* [Excerpt to read]
And the EPA, in case you've ever dealt with them directly (I have) is a whole lot more than "a few strings." They are militant ideologues whose goal is to (see my prior post) regulate, tax, ration and kill. Period. They drive that agenda relentlessly, and couldn't care less how many families or family farms die. Remember, they are fundamentally anti-human; they worship state power and use their goddess "Gaia" as a cultic, quasi-religious smokescreen to hide the awful realities of their endgame.
In that sense, the more concentrated in large corporate hands farming becomes, the better for EPA, because the fewer parties to co-opt or destroy (this element is pure Mussolini, by the way--nominally private entites wholly beholden to the public agenda, and destroyed if they resist).
So to put a finer point on things, SOME of the farming industry benefit from an EPA on its mission; most do not and see the endgame for what it is--the end of their farms, business, property, and families.

Texas Mom 2010| 9.30.10 @ 1:54PM

I would agree that most same family farms would prefer the Feds to butt out completely because they would better off. At least the ones in my husband's family who have to work second jobs just to hold onto their land. The large conglomerates have the pull to steer most fed subsidies their way.

Texas mom 2010| 9.30.10 @ 1:55PM

Meant small family farms

Steve| 9.30.10 @ 1:29PM

You obviously don't know much about the farming industry. I would prefer to see the subsidies ended also but but I also want the government out of my business. If they are going to require that I tell them how many acres I plant, when I plant it, and how much I combined, then give this information to the end user of my product to keep prices low, then they darned well out to pay me for that information.

Also, very few farmers own all the land they farm. If a farmer is renting ground, that government subsidy might get paid to the farmer but it indirectly goes to the landlord as bid into the rent. Obtaining additional farm ground is extremely competitive and that subsidy is used to raise the rent to stay competitive. Most landlords are retired farmers and the rental income is their pension.

Another point - farm income is extremely volitile. Yields will be above average and prices high at the gate this year giving me a positive cash flow but there have been many more years where the yields weren't as good and prices were 1/3 of what they are today leaving a situation were there wasn't enough to pay off the operating loan.

* [Aim 1]
In the farm subsidy discussion, what does Steve say most landlords are?
* [Aim 2]
Translate this sentence from the farm subsidy discussion into Spanish: "Most landlords are retired farmers and the rental income is their pension."

* [Supplied entries]
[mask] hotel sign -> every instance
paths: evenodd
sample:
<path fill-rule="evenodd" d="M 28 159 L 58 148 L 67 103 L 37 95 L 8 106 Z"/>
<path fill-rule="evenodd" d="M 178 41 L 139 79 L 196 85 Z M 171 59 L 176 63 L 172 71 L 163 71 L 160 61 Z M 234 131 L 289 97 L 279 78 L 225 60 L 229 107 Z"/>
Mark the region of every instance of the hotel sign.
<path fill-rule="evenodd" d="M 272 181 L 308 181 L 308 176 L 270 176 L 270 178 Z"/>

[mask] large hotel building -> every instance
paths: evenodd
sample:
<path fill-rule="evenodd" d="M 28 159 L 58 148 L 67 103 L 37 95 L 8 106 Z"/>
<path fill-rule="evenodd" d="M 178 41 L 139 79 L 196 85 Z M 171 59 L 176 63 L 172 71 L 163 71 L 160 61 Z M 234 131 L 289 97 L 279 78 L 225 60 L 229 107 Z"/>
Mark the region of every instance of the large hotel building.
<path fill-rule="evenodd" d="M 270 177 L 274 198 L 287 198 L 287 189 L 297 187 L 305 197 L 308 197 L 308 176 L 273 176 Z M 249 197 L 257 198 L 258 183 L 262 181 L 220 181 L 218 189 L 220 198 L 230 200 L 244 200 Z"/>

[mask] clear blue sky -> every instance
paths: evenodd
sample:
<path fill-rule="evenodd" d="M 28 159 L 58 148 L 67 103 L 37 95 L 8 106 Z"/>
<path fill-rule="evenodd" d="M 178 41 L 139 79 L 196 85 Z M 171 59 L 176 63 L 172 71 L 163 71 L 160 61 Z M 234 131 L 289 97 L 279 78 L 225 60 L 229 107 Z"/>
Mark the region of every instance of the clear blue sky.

==

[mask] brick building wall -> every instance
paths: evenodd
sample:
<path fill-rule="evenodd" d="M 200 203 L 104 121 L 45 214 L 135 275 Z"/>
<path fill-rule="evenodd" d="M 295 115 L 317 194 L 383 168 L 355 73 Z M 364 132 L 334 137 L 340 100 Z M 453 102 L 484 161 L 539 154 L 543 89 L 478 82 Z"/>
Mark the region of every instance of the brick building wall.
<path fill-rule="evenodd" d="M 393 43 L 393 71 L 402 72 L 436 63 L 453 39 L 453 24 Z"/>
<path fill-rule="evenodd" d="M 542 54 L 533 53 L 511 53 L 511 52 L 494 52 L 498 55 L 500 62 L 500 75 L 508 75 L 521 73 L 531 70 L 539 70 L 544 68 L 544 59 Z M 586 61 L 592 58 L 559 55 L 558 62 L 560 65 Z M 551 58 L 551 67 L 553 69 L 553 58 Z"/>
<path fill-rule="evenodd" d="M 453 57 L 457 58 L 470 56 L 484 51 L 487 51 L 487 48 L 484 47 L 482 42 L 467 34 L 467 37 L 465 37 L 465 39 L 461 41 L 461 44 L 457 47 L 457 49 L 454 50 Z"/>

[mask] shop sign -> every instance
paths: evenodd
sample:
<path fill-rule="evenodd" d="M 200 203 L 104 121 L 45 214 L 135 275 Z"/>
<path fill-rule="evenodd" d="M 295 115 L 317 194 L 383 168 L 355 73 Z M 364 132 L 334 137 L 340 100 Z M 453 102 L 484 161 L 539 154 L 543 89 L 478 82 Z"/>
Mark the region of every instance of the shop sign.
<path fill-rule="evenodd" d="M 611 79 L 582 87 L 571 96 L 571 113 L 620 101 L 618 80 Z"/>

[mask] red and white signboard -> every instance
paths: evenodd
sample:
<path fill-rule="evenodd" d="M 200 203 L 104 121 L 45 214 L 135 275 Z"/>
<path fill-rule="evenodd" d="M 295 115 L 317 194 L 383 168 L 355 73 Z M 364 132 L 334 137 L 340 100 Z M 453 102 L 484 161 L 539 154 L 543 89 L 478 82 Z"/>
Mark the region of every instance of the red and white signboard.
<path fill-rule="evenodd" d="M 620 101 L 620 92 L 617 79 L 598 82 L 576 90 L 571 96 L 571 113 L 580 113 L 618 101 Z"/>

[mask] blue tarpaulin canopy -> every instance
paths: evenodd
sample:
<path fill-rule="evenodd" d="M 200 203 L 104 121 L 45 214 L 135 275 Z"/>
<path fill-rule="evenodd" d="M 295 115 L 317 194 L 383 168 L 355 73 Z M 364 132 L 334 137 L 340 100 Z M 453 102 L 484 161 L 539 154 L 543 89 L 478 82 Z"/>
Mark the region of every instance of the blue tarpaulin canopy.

---

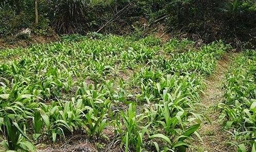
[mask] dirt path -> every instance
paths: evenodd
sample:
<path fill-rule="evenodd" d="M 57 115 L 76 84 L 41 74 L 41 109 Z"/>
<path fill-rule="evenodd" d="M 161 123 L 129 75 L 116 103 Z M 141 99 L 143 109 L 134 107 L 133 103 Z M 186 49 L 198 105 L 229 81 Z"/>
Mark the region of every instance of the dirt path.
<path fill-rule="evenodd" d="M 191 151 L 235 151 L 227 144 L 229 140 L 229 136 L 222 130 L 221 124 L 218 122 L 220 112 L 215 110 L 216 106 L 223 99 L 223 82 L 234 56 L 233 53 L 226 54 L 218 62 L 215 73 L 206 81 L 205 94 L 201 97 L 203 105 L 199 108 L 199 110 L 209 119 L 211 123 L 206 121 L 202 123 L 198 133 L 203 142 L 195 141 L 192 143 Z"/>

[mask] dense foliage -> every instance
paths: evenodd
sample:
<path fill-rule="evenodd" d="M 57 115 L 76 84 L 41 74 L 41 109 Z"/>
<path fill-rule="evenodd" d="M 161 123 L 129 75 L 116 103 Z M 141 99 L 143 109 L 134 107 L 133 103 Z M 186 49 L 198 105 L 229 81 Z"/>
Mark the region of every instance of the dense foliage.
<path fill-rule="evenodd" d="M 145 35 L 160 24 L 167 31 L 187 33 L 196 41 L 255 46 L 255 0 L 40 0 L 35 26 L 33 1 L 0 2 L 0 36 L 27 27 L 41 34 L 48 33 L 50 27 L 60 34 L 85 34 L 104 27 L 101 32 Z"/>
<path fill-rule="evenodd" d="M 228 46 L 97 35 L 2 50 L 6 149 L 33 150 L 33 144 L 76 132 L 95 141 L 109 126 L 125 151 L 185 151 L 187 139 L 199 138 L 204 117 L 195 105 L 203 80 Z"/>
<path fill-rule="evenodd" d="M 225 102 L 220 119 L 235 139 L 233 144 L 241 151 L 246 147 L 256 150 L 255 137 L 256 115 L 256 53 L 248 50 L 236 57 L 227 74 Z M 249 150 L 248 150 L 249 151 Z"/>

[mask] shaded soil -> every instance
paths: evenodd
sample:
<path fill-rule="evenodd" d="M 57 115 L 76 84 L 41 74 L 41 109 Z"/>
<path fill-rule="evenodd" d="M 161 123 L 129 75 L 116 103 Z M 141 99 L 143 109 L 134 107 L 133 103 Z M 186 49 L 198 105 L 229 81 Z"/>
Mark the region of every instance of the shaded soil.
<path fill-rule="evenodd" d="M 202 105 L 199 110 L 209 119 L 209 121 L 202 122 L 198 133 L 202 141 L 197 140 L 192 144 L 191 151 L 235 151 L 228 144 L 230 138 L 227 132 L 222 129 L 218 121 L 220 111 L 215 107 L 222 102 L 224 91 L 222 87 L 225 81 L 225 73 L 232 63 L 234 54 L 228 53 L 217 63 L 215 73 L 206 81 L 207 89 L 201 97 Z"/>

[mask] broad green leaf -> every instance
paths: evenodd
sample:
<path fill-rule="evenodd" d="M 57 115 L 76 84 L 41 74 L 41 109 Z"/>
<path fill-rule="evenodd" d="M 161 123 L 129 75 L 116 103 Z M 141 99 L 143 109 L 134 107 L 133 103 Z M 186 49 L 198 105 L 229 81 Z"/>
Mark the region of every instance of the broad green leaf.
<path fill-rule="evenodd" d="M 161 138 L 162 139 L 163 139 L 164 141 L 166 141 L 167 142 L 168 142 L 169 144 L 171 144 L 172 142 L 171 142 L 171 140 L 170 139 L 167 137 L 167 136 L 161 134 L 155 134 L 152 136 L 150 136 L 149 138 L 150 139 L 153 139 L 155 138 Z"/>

* [Worked answer 1]
Retired farmers, whose rental income is their pension.

* [Worked answer 2]
La mayoría de los propietarios son agricultores jubilados y los ingresos por alquiler son su pensión.